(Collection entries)
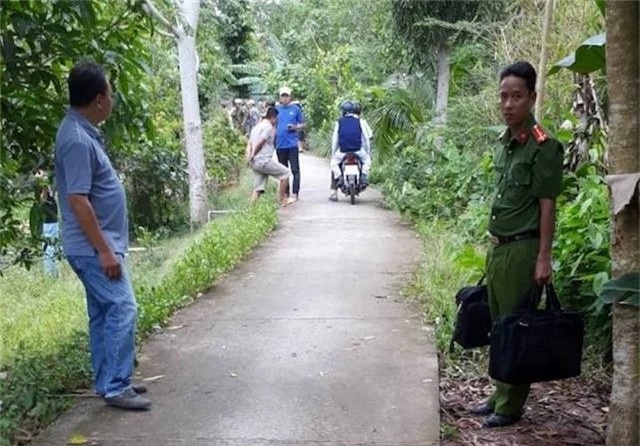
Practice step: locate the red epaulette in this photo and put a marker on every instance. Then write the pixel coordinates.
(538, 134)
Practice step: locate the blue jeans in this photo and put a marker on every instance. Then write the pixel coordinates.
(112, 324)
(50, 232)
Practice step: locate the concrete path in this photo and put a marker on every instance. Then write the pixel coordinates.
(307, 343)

==

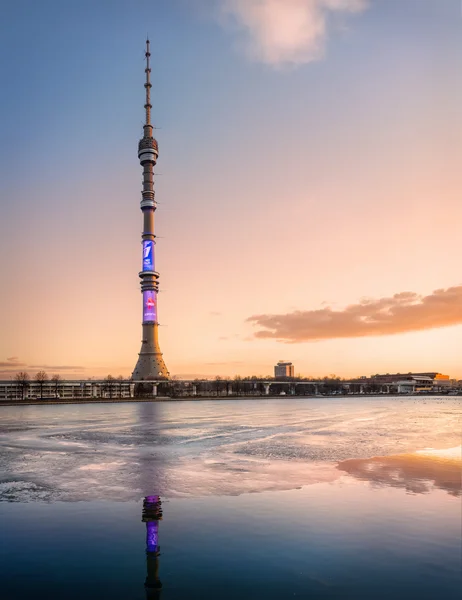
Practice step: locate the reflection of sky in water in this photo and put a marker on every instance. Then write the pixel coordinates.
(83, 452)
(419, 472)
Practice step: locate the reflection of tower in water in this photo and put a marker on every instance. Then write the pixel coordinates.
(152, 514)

Task description: Collect every line of the records that contains the word "reflection" and list those lines.

Final answer:
Practice step: locate the reflection of sky in water in this photo and put a marker on every instance. Then write the pixel coordinates.
Practice step: locate the reflection of tower in water in this photo and put a marker on every instance. Then write the pixel coordinates.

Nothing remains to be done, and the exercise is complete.